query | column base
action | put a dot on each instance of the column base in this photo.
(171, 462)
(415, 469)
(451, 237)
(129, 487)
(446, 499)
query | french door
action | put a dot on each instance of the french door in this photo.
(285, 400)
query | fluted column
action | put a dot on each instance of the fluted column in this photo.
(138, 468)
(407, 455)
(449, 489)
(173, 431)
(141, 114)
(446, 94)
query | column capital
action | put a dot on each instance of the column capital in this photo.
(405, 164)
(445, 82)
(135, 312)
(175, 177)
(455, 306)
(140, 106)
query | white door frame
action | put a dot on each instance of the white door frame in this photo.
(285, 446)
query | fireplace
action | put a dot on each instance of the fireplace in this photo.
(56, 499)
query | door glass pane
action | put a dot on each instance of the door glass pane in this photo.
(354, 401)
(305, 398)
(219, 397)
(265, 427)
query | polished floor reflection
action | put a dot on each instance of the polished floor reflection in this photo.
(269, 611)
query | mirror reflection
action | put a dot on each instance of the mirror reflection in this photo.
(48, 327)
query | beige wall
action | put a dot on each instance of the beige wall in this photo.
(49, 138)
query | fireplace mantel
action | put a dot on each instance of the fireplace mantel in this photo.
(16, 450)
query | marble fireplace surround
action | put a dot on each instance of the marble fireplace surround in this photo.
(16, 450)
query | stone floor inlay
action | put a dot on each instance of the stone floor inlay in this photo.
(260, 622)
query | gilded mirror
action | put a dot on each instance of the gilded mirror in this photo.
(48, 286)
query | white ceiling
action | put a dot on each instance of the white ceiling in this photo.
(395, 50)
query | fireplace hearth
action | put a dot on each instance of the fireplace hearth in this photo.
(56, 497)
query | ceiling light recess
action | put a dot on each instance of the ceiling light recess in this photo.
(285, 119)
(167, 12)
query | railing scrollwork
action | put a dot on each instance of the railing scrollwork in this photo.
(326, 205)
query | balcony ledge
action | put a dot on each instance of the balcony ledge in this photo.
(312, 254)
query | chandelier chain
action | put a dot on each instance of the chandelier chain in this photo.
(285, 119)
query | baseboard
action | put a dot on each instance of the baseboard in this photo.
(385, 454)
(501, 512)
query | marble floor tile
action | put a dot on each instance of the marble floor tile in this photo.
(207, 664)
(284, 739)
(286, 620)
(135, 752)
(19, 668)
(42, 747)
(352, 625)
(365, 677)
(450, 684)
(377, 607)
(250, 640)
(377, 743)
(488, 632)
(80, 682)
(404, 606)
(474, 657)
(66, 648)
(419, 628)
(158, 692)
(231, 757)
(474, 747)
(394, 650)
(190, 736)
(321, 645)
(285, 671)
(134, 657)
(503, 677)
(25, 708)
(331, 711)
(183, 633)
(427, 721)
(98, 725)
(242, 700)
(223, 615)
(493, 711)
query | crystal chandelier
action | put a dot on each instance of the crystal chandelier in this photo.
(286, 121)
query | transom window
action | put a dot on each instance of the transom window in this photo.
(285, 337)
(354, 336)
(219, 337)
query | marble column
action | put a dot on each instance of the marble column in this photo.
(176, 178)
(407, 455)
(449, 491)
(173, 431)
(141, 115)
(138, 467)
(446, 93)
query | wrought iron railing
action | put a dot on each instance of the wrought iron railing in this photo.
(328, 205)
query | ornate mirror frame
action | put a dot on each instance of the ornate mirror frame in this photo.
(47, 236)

------------------------

» **What the task asks**: Return, unchanged, every line of the listing from the one containing "query | crystal chandelier" through the final line, including both ends.

» **Answer in full**:
query | crystal chandelier
action | put a dot on each instance of the crystal chandelier in this photo.
(286, 121)
query | transom window
action | put a dot on each instance of the transom window in this photo.
(285, 337)
(354, 336)
(219, 337)
query | marble column
action | put a dot on each instance of the marble column in this photo.
(176, 178)
(407, 455)
(449, 491)
(173, 431)
(141, 115)
(138, 467)
(446, 93)
query | wrought iron railing
action | put a dot on each instance of the wrought iron railing in this photo.
(328, 205)
query | ornate mirror frame
action | put a dot on each instance of the ornate mirror frame in this photo.
(47, 236)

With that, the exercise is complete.